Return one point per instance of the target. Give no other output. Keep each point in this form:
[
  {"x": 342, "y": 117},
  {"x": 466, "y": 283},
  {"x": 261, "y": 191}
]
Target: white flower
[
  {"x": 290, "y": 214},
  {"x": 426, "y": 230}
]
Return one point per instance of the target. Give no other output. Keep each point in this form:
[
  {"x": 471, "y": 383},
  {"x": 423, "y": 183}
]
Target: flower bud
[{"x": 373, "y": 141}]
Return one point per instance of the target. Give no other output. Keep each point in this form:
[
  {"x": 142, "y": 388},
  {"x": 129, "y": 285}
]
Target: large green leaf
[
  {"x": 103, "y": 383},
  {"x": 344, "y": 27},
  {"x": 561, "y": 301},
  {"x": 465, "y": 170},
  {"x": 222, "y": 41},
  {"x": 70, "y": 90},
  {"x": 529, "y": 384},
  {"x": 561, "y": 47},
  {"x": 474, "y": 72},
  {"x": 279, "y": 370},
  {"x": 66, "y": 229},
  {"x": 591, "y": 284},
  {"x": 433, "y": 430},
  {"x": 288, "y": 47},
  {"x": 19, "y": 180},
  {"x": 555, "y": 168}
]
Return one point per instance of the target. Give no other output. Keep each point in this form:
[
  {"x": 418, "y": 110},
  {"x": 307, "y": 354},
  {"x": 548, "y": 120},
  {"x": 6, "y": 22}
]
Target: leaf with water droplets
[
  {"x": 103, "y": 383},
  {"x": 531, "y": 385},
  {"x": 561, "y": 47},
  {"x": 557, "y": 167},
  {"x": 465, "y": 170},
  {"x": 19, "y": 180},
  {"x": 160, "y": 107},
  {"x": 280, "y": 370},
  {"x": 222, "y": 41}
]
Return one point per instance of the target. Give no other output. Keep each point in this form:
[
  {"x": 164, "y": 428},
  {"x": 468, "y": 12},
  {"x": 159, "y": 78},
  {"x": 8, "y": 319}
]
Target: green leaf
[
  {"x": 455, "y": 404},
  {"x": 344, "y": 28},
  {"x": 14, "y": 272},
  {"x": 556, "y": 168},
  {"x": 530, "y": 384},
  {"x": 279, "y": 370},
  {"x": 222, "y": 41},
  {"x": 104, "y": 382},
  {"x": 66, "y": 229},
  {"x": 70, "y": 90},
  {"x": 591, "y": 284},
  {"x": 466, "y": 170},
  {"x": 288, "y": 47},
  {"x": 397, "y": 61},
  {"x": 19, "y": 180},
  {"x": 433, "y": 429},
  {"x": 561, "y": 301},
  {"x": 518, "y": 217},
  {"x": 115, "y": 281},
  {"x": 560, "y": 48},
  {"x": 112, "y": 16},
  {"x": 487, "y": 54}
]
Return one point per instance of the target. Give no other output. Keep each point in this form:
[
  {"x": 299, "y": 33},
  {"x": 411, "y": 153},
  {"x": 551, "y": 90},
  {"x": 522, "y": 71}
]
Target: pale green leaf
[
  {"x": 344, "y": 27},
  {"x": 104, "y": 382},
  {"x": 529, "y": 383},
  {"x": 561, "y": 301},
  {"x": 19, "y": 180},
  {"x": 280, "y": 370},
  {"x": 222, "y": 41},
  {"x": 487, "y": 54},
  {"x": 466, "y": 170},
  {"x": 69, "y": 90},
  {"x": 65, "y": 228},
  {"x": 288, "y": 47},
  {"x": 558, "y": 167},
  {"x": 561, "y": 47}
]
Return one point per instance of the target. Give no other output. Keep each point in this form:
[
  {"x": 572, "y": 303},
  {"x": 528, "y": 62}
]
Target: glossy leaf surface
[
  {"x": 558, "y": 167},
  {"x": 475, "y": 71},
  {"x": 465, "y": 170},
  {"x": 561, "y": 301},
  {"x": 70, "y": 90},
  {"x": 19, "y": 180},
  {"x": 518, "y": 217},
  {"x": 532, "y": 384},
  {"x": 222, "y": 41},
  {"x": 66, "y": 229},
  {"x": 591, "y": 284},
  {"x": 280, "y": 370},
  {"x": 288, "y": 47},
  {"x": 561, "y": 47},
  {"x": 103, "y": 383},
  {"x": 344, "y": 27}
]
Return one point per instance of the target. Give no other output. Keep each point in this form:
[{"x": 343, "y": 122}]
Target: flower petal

Problem to work on: Each entry above needs to be retyped exactly.

Written answer:
Return one point per instance of the target. Give no other output. Keep each point in this form:
[
  {"x": 342, "y": 117},
  {"x": 466, "y": 283},
  {"x": 261, "y": 191}
]
Target: white flower
[
  {"x": 290, "y": 214},
  {"x": 426, "y": 230}
]
Return one point per instance of the target. Give no other output. Keep each point in this form:
[
  {"x": 471, "y": 383},
  {"x": 423, "y": 183}
]
Target: flower bud
[{"x": 373, "y": 141}]
Return one point per instance of the target. Give no other output. Keep each point in this form:
[
  {"x": 142, "y": 388},
  {"x": 129, "y": 285}
]
Target: large green leaf
[
  {"x": 103, "y": 383},
  {"x": 344, "y": 27},
  {"x": 561, "y": 301},
  {"x": 465, "y": 170},
  {"x": 222, "y": 41},
  {"x": 70, "y": 90},
  {"x": 529, "y": 384},
  {"x": 561, "y": 47},
  {"x": 474, "y": 72},
  {"x": 279, "y": 370},
  {"x": 66, "y": 229},
  {"x": 591, "y": 284},
  {"x": 433, "y": 430},
  {"x": 288, "y": 47},
  {"x": 19, "y": 180},
  {"x": 555, "y": 168}
]
Return one point per instance of the target. Give no other output. Keep each point in this form:
[
  {"x": 418, "y": 110},
  {"x": 307, "y": 354},
  {"x": 548, "y": 120},
  {"x": 6, "y": 22}
]
Target: leaf with water droplets
[
  {"x": 103, "y": 383},
  {"x": 531, "y": 385},
  {"x": 561, "y": 47},
  {"x": 557, "y": 167},
  {"x": 465, "y": 170},
  {"x": 19, "y": 180},
  {"x": 160, "y": 107},
  {"x": 280, "y": 370},
  {"x": 222, "y": 41}
]
Return one point per instance of the target. Give no other output. Keep each point in this form:
[
  {"x": 164, "y": 428},
  {"x": 468, "y": 12},
  {"x": 159, "y": 78},
  {"x": 8, "y": 319}
]
Target: green leaf
[
  {"x": 455, "y": 404},
  {"x": 344, "y": 28},
  {"x": 14, "y": 272},
  {"x": 556, "y": 168},
  {"x": 530, "y": 384},
  {"x": 279, "y": 370},
  {"x": 222, "y": 41},
  {"x": 104, "y": 382},
  {"x": 66, "y": 229},
  {"x": 70, "y": 90},
  {"x": 591, "y": 284},
  {"x": 466, "y": 170},
  {"x": 288, "y": 47},
  {"x": 397, "y": 61},
  {"x": 19, "y": 180},
  {"x": 433, "y": 429},
  {"x": 561, "y": 301},
  {"x": 518, "y": 217},
  {"x": 115, "y": 281},
  {"x": 560, "y": 48},
  {"x": 112, "y": 16},
  {"x": 487, "y": 54}
]
Return one point per instance of the target. Give no other output. Keep each point in this form:
[
  {"x": 299, "y": 33},
  {"x": 411, "y": 153},
  {"x": 551, "y": 90},
  {"x": 522, "y": 71}
]
Target: pale green leaf
[
  {"x": 344, "y": 27},
  {"x": 104, "y": 382},
  {"x": 529, "y": 383},
  {"x": 561, "y": 301},
  {"x": 19, "y": 180},
  {"x": 280, "y": 370},
  {"x": 222, "y": 41},
  {"x": 487, "y": 54},
  {"x": 466, "y": 170},
  {"x": 69, "y": 90},
  {"x": 65, "y": 228},
  {"x": 288, "y": 47},
  {"x": 558, "y": 167},
  {"x": 561, "y": 47}
]
Return one point per instance of the target. Give no other output. Keep each point in this form:
[
  {"x": 572, "y": 303},
  {"x": 528, "y": 62}
]
Target: glossy leaf surface
[
  {"x": 558, "y": 167},
  {"x": 475, "y": 71},
  {"x": 465, "y": 170},
  {"x": 561, "y": 301},
  {"x": 70, "y": 90},
  {"x": 19, "y": 180},
  {"x": 518, "y": 217},
  {"x": 532, "y": 384},
  {"x": 222, "y": 41},
  {"x": 66, "y": 229},
  {"x": 591, "y": 284},
  {"x": 280, "y": 370},
  {"x": 288, "y": 47},
  {"x": 561, "y": 47},
  {"x": 103, "y": 383},
  {"x": 344, "y": 27}
]
Return one point per instance of the target. Give no other output. Keep each point in this form:
[{"x": 343, "y": 122}]
Target: flower petal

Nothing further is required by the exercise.